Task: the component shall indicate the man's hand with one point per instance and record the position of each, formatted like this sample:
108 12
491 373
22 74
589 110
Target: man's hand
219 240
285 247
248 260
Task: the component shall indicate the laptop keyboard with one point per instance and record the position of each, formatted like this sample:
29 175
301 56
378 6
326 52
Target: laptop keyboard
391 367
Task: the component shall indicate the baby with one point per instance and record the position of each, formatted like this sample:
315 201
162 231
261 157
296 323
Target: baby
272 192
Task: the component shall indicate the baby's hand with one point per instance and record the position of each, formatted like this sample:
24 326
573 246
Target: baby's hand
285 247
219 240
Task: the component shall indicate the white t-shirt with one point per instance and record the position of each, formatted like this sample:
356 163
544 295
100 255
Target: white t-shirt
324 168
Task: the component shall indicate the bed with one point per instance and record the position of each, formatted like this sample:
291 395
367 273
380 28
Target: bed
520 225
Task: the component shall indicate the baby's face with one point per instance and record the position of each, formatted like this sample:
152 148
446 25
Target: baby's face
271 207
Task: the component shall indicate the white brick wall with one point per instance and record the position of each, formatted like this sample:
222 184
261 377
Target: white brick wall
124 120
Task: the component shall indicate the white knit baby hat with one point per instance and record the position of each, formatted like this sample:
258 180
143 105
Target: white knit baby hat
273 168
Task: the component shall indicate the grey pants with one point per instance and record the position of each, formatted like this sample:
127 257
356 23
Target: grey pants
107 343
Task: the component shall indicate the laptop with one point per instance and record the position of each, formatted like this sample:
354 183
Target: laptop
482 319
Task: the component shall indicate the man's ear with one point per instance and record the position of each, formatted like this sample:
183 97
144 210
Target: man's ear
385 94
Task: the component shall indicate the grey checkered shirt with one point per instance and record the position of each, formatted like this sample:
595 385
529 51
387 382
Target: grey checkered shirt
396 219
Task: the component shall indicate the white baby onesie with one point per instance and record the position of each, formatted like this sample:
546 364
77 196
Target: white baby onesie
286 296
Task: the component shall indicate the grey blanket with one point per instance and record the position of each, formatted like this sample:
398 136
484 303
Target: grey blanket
------------
#### Objective
Convert the portion of the data above, from the line containing "Task: the component shall indicate the grey blanket" through the end of the data, into a JSON list of strings with one string per line and no blank lines.

#### Solution to this problem
[
  "Task: the component shall indicate the grey blanket with one point per instance and record the position of each, formatted like this sample:",
  "398 136",
  "484 303",
  "Target: grey blanket"
]